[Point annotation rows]
------------------------------------------------

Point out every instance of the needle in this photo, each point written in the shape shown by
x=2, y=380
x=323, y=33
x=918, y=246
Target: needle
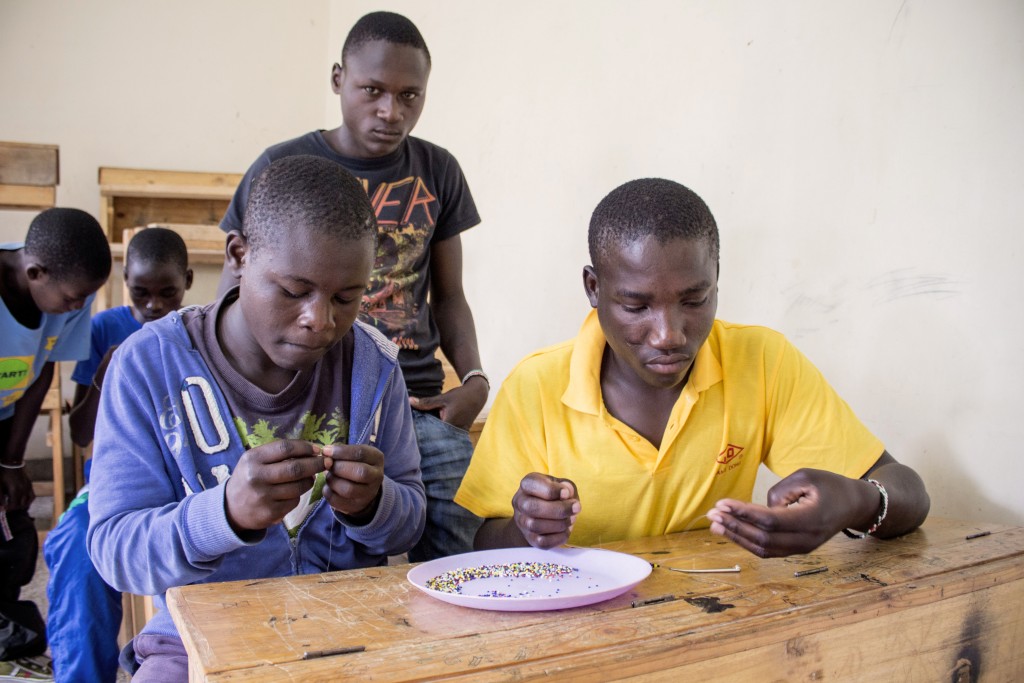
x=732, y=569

------------------------------------------------

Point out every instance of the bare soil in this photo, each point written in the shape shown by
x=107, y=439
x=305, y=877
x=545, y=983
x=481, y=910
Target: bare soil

------------------------------------------------

● Problem statement:
Please rewrite the stretch from the line containing "Point out every instance of the bare" through the line containing "Target: bare soil", changing "bare soil" to "gravel" and keeping everything else the same.

● Exercise result:
Point out every instance of the gravel in this photo, each point written in the shape shown by
x=107, y=439
x=305, y=877
x=545, y=983
x=481, y=910
Target: gravel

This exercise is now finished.